━━━━━ STUDY TEXT ━━━━━

Neural crest-specific deletion of Rbfox2 in mice leads to craniofacial abnormalities including cleft palate

This article focuses on the splicing factor Rbfox2 and its expression in neural crest cells. Lineage specific gene ablation results in craniofacial bone defects and cleft palate. RNA Seq analysis identifies transcripts that are affected and in particular highlights the role of TGF-β-Tak1 signalling in the mutant phenotype. The Rbfox2-TGF-β -Tak1 signalling axis undergoes positive feedback regulation by TGF-β signalling on Rbxfox2.

These are interesting findings. However the following points should be addressed before publication.

1) Transcript profiles of mutant cells before and after Tak1 rescue should be shown. Ideally this should be based on RNASeq, but if these data are not available at least quantitation by qRT-PCR analysis of transcripts shown in Figure 5 should be included.

━━━━━ DATA LISTING ━━━━━

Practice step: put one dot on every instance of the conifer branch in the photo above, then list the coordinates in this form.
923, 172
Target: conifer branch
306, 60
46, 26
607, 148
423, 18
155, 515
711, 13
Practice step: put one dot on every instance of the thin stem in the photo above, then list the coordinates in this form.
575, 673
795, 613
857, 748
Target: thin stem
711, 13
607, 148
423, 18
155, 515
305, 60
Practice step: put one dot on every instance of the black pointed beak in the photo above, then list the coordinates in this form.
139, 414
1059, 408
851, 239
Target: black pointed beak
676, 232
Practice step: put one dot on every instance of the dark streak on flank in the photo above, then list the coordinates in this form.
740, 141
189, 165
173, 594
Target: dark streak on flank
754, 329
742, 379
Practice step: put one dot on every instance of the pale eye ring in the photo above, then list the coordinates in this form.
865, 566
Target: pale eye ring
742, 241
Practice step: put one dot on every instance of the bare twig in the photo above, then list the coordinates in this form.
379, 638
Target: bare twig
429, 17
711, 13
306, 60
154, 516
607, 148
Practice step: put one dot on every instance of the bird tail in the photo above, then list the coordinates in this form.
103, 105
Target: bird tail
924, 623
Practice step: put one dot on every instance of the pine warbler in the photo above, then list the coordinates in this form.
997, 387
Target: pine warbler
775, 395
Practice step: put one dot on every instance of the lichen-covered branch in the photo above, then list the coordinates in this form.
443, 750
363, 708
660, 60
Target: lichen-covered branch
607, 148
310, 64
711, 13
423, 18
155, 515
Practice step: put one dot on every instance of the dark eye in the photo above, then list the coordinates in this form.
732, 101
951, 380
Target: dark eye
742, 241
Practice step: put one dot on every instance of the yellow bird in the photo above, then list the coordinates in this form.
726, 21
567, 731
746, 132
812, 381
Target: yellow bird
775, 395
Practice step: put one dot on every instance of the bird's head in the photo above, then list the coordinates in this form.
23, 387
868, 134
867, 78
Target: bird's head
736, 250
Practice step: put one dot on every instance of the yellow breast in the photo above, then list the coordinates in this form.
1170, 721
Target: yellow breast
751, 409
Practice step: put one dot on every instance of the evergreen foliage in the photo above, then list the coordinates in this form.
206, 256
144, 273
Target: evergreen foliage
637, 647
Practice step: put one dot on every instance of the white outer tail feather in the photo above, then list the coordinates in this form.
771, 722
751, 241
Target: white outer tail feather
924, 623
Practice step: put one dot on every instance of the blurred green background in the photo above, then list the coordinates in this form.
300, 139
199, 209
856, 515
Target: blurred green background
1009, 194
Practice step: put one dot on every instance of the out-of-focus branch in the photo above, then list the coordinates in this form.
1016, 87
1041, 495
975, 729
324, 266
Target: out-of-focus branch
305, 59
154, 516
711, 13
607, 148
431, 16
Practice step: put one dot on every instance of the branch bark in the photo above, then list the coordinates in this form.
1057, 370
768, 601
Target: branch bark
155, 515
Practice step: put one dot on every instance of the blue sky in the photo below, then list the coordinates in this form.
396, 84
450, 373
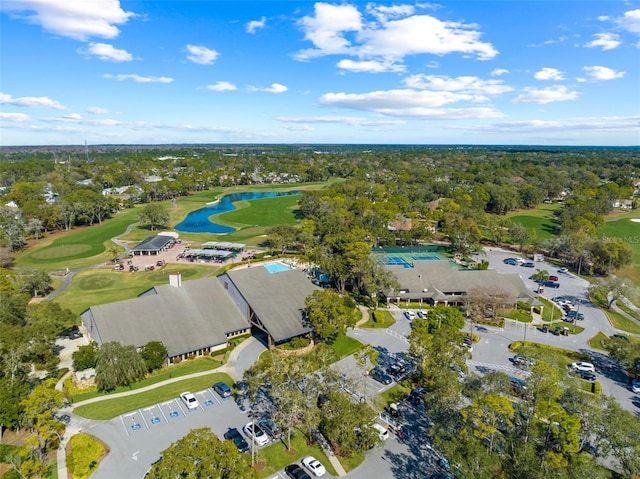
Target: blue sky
471, 72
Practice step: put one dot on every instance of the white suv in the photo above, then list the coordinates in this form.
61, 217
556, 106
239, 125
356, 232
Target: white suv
584, 367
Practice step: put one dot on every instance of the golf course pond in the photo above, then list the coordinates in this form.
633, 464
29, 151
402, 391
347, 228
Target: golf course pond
199, 221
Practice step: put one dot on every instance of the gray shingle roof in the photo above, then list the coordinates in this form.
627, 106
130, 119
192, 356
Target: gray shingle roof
196, 315
438, 279
154, 243
276, 298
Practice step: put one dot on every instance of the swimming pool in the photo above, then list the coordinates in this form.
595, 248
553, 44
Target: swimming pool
276, 267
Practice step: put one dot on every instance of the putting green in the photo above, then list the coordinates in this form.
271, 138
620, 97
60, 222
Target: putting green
63, 251
96, 282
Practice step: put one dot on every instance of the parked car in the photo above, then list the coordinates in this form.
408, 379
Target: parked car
189, 400
379, 375
397, 369
271, 428
296, 472
410, 315
583, 366
313, 465
575, 315
586, 375
234, 435
222, 389
383, 432
254, 432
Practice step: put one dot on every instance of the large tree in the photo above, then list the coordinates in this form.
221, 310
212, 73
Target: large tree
330, 314
200, 454
118, 365
154, 215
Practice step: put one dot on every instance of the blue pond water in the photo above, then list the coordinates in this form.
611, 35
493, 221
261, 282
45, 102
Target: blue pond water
198, 221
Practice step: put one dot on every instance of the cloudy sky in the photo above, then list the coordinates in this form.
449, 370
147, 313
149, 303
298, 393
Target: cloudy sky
199, 71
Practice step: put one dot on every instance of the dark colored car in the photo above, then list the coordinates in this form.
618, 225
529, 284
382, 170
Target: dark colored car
271, 428
296, 472
222, 389
380, 376
234, 435
397, 369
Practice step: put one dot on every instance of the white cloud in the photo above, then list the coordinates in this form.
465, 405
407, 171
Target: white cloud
107, 52
327, 28
409, 103
138, 78
346, 120
549, 74
222, 86
78, 19
606, 41
96, 110
630, 21
468, 84
201, 55
370, 66
387, 36
603, 73
15, 117
546, 95
274, 88
31, 102
254, 25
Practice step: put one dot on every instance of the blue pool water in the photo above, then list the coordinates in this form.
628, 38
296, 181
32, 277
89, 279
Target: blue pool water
276, 268
198, 221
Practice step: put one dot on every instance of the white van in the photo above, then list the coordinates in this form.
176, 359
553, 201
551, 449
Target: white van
584, 367
383, 432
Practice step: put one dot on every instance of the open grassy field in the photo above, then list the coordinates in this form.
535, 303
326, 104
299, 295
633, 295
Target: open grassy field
103, 285
541, 219
619, 225
79, 247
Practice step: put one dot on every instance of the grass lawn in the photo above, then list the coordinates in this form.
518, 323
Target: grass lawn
596, 341
346, 346
103, 285
264, 212
541, 219
622, 322
277, 456
110, 408
619, 225
77, 248
379, 319
185, 368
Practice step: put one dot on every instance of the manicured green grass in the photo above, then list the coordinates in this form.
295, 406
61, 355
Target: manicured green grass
277, 455
101, 286
111, 408
596, 341
185, 368
263, 212
622, 322
621, 226
79, 247
379, 319
541, 219
346, 346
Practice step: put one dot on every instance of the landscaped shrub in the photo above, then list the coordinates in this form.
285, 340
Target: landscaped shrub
83, 455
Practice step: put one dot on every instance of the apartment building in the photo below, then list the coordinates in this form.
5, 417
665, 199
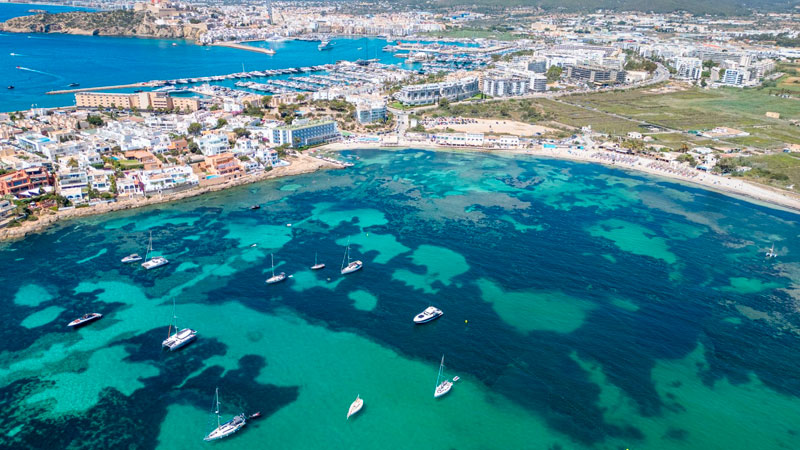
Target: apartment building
139, 100
305, 132
430, 93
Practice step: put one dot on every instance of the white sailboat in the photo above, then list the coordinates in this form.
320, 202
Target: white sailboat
156, 261
351, 266
355, 406
317, 265
443, 385
225, 429
430, 313
771, 253
181, 337
275, 278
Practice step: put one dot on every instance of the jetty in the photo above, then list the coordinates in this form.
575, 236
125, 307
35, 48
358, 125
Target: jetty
105, 88
239, 46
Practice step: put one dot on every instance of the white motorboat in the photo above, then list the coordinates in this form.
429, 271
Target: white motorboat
275, 278
317, 265
84, 319
351, 266
355, 406
156, 261
225, 429
771, 253
443, 385
133, 257
430, 313
180, 337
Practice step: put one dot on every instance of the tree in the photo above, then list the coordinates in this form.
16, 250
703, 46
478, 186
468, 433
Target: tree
554, 73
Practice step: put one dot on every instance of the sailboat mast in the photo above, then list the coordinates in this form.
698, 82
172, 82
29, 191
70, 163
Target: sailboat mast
174, 319
217, 411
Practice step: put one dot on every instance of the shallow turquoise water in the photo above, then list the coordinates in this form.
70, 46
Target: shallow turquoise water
585, 308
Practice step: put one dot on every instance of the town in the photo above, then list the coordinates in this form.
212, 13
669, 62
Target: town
530, 87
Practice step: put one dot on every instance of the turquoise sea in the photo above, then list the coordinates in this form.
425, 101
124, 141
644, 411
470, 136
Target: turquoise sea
37, 63
584, 308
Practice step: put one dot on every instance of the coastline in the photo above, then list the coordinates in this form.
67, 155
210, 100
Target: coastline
300, 164
738, 188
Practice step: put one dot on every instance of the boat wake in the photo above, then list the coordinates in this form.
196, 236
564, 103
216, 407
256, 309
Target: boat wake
38, 71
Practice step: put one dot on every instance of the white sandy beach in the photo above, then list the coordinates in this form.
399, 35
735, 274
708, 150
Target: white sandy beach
727, 185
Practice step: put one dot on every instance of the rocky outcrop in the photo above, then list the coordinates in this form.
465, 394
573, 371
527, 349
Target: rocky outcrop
104, 23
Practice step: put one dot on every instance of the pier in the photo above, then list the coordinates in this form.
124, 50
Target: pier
239, 46
103, 88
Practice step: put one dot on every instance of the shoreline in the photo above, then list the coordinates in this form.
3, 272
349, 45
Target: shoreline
300, 165
736, 188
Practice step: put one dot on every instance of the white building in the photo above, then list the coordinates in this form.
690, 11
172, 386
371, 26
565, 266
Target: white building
213, 144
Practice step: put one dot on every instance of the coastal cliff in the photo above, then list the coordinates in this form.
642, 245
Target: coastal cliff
104, 23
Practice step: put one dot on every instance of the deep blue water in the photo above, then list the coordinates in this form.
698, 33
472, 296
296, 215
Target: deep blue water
585, 307
53, 61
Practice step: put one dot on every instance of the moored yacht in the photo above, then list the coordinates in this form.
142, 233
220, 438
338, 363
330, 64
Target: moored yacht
771, 252
351, 266
133, 257
443, 385
430, 313
181, 337
275, 278
156, 261
355, 406
84, 319
225, 429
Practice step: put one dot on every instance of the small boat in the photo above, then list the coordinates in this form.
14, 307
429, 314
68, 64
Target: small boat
355, 406
180, 338
443, 385
430, 313
351, 266
225, 429
275, 278
156, 261
317, 265
771, 253
133, 257
84, 319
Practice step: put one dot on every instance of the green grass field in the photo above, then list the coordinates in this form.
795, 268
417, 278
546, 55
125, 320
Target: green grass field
787, 164
696, 109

━━━━━

Can you rewrite the Rbfox2 review text between "Neural crest-specific deletion" and "should be included.", inclusive, with "Tak1" changed to "TAK1"?

(OUTPUT FOR THIS EXERCISE)
Neural crest-specific deletion of Rbfox2 in mice leads to craniofacial abnormalities including cleft palate

This article focuses on the splicing factor Rbfox2 and its expression in neural crest cells. Lineage specific gene ablation results in craniofacial bone defects and cleft palate. RNA Seq analysis identifies transcripts that are affected and in particular highlights the role of TGF-β-TAK1 signalling in the mutant phenotype. The Rbfox2-TGF-β -TAK1 signalling axis undergoes positive feedback regulation by TGF-β signalling on Rbxfox2.

These are interesting findings. However the following points should be addressed before publication.

1) Transcript profiles of mutant cells before and after TAK1 rescue should be shown. Ideally this should be based on RNASeq, but if these data are not available at least quantitation by qRT-PCR analysis of transcripts shown in Figure 5 should be included.